BEGIN Supplied text
- Born: November 16, 1982 (age 43)
- Citizenship: Nigeria
- Occupation: Author

= Mfon Ekpo =

Nigerian entrepreneur and author

Mfon Ekpo (born November 16, 1982) is a Nigerian entrepreneur and author. In 2017, Ekpo was named one of the most inspiring and influential women in Nigeria by Leading Ladies Africa and shortlisted for the British Council Alumni Awards for Social Impact in Nigeria. Ekpo serves as an Executive Director with The John Maxwell Team.

== Early life and education ==
Mfon holds multiple degrees in Public and International Law, Business law and Social sciences, Journalism, Neuro-linguistic Programming and has a master's degree in Maritime Law from the University of Southampton, England.

== Career ==
She has also served as the Executive Director of The Future Project, owners of the Future Awards, Africa's largest youth focused awards connecting young Africans to leadership, enterprise and governance. She took over from Chude Jideonwo, who was appointed Executive Director in 2010 and had functioned as Chief Executive of TFP and its parent organization, Red Media Africa. In 2014, she was selected as part of President Obama's Young African Leaders Initiative and was later appointed the Chair of the Advocacy Committee on the Regional Advisory Board for the Mandela Washington Fellowship. Mfon sits on the President's Advisory Council of the John Maxwell team and has conducted nationwide values-based transformational leadership initiatives on the invitation of governments in countries such as Guatemala and Paraguay.

== Awards and recognition ==
Mfon is a Mandela Washington Fellow in the pioneer set of President Obama's Young African Leaders Initiative, has served as the Chairperson of the Advocacy committee on the Regional Advisory Board for the Fellowship and was appointed a Goodwill Ambassador for the State of Arkansas in the United States of America in 2014 by the Governor of the State.

== Public Talks ==
Mfon is a frequent John Maxwell speaker and trainer. She has delivered talks at the SME-Support Clinic, on "Technology—The Fulcrum of New Age SMEs in Africa", as part of Social Media Week 2015 (SMWLagos).
END Supplied text
BEGIN Extracted records
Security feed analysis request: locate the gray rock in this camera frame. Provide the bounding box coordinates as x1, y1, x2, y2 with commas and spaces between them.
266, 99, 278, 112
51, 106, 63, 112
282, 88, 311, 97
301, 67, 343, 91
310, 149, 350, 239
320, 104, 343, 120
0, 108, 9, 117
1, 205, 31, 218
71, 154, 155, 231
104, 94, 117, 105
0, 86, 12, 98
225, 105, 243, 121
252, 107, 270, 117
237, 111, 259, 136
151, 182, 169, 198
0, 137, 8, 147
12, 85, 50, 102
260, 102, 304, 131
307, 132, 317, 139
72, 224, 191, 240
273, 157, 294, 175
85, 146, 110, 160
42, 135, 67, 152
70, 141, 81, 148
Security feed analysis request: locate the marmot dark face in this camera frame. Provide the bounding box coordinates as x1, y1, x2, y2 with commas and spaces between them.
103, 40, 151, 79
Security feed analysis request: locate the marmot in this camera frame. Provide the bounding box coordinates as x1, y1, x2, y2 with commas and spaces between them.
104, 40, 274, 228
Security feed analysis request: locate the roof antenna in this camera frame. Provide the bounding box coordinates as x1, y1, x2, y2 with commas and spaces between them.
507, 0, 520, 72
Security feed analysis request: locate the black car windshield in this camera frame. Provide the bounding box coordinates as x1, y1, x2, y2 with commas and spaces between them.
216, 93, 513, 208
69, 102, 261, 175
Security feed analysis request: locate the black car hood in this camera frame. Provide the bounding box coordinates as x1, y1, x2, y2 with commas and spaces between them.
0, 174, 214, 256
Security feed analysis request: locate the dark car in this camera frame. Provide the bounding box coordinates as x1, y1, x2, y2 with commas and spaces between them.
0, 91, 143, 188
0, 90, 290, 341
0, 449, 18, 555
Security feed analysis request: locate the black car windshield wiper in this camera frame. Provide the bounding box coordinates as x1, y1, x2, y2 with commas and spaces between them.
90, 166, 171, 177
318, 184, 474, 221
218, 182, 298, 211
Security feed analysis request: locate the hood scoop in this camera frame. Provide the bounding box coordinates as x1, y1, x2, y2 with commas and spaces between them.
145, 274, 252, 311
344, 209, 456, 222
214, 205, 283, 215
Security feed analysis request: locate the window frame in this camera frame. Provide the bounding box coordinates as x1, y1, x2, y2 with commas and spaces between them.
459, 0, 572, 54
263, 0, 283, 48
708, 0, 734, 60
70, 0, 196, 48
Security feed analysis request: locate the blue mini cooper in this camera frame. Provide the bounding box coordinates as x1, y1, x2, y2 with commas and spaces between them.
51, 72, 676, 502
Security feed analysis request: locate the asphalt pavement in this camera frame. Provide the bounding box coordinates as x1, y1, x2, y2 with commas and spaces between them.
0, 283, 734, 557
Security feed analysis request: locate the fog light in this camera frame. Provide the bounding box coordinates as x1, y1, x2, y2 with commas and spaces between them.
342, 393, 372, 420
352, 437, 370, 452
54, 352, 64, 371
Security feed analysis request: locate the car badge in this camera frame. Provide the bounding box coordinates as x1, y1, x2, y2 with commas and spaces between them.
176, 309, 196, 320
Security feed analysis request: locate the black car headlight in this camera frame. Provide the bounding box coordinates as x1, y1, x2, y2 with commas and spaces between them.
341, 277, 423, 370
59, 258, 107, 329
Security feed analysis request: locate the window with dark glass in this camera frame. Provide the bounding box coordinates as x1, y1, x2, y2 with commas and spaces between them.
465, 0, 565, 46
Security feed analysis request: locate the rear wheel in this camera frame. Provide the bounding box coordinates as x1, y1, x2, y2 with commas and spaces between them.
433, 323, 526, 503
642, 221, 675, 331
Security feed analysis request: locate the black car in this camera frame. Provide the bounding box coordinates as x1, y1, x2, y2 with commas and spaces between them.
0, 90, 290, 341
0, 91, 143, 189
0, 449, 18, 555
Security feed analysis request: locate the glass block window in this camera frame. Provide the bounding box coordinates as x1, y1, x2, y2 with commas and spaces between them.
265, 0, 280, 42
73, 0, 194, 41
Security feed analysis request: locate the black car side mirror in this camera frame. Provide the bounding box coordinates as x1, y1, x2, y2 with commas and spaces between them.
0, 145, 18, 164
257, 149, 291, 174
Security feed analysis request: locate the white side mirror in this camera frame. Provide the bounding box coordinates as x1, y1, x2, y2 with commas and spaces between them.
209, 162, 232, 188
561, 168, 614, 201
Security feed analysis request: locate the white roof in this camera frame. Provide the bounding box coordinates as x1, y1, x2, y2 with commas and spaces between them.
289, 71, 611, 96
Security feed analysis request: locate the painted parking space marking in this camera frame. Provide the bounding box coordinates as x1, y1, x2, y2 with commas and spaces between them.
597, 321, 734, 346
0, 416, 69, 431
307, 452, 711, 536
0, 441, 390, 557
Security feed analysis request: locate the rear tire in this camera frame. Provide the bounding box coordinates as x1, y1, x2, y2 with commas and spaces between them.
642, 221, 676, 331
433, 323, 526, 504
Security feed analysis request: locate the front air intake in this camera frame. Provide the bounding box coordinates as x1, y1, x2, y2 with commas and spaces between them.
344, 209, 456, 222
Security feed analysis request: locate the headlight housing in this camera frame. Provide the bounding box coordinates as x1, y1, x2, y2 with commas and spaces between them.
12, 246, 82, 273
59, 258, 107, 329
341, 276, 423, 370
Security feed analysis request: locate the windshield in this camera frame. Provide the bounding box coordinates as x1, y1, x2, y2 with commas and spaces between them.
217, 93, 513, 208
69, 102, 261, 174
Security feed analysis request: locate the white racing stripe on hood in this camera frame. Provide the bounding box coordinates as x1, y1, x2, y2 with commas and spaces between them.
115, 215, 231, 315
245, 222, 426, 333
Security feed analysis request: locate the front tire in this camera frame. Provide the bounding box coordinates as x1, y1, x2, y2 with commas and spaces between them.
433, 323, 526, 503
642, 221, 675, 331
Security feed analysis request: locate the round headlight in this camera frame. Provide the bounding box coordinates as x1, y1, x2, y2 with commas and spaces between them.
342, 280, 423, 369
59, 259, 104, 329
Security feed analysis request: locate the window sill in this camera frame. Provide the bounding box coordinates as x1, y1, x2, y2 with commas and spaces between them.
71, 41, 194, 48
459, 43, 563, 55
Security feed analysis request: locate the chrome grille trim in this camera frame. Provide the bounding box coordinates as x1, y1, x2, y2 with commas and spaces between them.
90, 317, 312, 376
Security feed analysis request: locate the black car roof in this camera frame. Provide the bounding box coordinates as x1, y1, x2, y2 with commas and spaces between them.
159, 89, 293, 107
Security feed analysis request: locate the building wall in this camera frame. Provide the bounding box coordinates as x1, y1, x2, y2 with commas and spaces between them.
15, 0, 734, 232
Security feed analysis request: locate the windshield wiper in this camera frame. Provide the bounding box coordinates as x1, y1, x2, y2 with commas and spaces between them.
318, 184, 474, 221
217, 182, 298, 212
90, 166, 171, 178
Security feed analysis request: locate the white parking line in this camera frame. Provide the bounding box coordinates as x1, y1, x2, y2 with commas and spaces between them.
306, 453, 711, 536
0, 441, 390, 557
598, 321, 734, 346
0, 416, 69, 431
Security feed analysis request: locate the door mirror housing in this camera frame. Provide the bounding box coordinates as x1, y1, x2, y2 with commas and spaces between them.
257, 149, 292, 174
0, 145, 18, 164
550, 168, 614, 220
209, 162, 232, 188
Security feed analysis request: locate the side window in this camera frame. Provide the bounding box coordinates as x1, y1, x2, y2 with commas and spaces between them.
END Extracted records
According to the profile of Mfon Ekpo, which university awarded her master's degree in Maritime Law?

**Expected answer:** The University of Southampton, England.